DOCUMENT SEGMENT
_ _ _ _ _
Hotel Barceló

Having only partially adjusted to the Central European Time Zone, both of us woke up early and had showered, dressed, and mostly repacked by the time the breakfast buffet opened in the Hotel Barceló’s sleekly modern dining room. It was a nice spread: like most European breakfast buffets, it included cold cuts and vegetables in addition to the usual selection of cereals, pastries, yogurt, fruit, eggs, bacon, sausage, baked beans, and potato patties. Notable extras included some unexpectedly spicy cheese meatballs, tortilla Española (Spanish-style potato omelet), and three flavors of honey that you could dispense into tiny edible wafer cups. There also was a tray of fresh honeycomb to smear onto your choice of many types of bread. We were amply fed when we returned to our room.

The Avis/Budget agency at the train station does not open until 9:30 a.m. on Sundays, so we had nearly an hour to kill before we could walk over and pick up our rental car. Since the LDS Church is holding its semiannual General Conference this weekend and sessions had begun yesterday while we were flying over the Atlantic, we downloaded the talks that were already available over the Internet and listened to a few of them before checking out of the hotel. We appreciated President Uchtdorf’s talk about turning to the Lord, and Bonnie Oscarson’s call to remember that those who most need our service may not live only in areas devastated by disaster, but rather, in our own neighborhoods or even our own homes.

But today we are far from our own neighborhood, and thankfully, not in a disaster area. It’s raining, but only lightly and intermittently. We continue to pray for those in dire need across the world, and will look for ways to serve whoever crosses our path in the coming days.
_ _ _ _ _
DATA FOR THIS EXERCISE

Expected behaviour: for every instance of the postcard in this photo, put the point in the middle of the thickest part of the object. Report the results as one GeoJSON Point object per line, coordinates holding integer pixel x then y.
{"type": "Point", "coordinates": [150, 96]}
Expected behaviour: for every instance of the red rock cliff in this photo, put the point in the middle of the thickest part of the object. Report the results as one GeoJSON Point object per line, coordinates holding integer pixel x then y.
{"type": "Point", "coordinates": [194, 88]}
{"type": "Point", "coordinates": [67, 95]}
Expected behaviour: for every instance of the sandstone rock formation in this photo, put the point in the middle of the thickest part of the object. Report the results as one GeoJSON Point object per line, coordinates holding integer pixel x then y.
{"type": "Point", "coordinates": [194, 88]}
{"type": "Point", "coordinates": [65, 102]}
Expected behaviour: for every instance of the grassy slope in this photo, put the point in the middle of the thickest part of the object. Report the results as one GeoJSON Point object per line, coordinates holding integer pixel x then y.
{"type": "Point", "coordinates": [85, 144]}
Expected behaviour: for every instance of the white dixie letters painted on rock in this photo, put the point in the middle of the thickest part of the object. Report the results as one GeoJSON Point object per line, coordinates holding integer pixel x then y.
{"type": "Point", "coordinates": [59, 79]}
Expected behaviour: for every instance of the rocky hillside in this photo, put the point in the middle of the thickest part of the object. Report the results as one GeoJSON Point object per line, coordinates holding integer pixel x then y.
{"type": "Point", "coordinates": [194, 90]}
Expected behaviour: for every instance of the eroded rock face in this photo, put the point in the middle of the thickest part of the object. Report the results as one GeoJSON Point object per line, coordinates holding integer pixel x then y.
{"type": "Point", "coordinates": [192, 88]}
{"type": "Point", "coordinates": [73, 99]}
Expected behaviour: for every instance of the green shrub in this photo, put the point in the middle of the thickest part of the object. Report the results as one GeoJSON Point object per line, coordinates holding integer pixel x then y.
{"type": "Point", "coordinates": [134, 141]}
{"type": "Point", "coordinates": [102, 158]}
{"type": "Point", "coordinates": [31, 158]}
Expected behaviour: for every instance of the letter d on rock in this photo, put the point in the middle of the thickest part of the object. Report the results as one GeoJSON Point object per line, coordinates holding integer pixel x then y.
_ _ _ _ _
BRIEF 1
Could you set down the part of the Hotel Barceló text between "But today we" and "the coming days.", inclusive, with no change to the wording?
BRIEF 2
Can you extract the lines of the records between the line holding "Expected behaviour: for every instance of the green" and the end of the records, inclusive, and repeat them without any change?

TASK SOLUTION 1
But today we are far from our own neighborhood, and thankfully, not in a disaster area. It’s raining, but only lightly and intermittently. We continue to pray for those in dire need across the world, and will look for ways to serve whoever crosses our path in the coming days.

TASK SOLUTION 2
Expected behaviour: for every instance of the green shrub in this photo, put the point in the middle of the thickest part of the object. Report the results as one GeoJSON Point object per line, coordinates holding integer pixel x then y.
{"type": "Point", "coordinates": [134, 141]}
{"type": "Point", "coordinates": [102, 158]}
{"type": "Point", "coordinates": [31, 158]}
Expected behaviour: for every instance of the letter d on rock in this photo, put the point in the middle of the thickest part of the object. Report the results as one GeoJSON Point object per line, coordinates holding integer pixel x then y.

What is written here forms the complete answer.